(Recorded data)
━━━━━━━━━━━━━━━━━━━━

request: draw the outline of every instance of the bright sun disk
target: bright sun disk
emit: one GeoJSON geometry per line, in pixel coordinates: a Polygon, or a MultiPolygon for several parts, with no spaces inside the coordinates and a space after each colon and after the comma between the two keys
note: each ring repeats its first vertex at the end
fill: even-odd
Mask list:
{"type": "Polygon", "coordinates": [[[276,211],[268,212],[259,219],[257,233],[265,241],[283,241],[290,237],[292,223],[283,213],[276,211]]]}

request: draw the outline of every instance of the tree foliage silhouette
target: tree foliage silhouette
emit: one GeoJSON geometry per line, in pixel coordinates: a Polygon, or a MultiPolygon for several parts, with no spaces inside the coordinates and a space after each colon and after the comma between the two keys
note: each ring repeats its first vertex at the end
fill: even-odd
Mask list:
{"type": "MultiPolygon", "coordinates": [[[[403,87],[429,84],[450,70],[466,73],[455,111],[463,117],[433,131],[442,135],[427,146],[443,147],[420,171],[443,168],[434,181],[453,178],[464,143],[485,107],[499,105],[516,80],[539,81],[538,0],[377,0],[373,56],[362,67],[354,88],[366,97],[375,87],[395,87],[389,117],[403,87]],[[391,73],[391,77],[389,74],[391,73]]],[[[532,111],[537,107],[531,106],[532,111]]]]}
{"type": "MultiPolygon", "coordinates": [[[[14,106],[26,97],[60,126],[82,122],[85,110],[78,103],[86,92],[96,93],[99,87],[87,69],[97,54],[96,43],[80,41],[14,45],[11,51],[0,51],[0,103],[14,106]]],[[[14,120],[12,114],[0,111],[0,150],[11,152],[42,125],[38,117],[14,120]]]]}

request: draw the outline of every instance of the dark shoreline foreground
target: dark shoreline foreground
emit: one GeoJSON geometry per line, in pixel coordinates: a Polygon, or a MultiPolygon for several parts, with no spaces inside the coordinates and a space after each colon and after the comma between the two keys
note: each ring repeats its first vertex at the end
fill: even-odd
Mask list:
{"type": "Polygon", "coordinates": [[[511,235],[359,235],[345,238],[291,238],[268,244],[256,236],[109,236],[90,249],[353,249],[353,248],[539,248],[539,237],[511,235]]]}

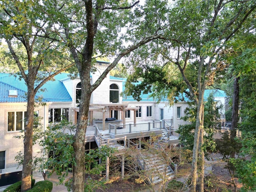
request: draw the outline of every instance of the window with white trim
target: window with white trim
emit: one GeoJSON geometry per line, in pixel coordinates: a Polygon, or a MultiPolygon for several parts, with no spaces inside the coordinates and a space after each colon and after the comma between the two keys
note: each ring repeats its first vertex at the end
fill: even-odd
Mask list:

━━━━━━━━━━━━━━━━━━━━

## Task statement
Reproduce verbatim the stretch of the entries from the line containing "request: draw the outline of every instance of the window" through the final line of the entries, with both ends included.

## Answer to this exercise
request: draw the outline of every instance of the window with white trim
target: window with white trim
emit: one GeoJSON geometry per line, in pixel coordinates: a Polygon, or a MultiPolygon for several parts, with no spaces inside the coordinates and a space after each colon and after the comma between the two keys
note: each ring repeats its first vertex at the end
fill: even-odd
Mask list:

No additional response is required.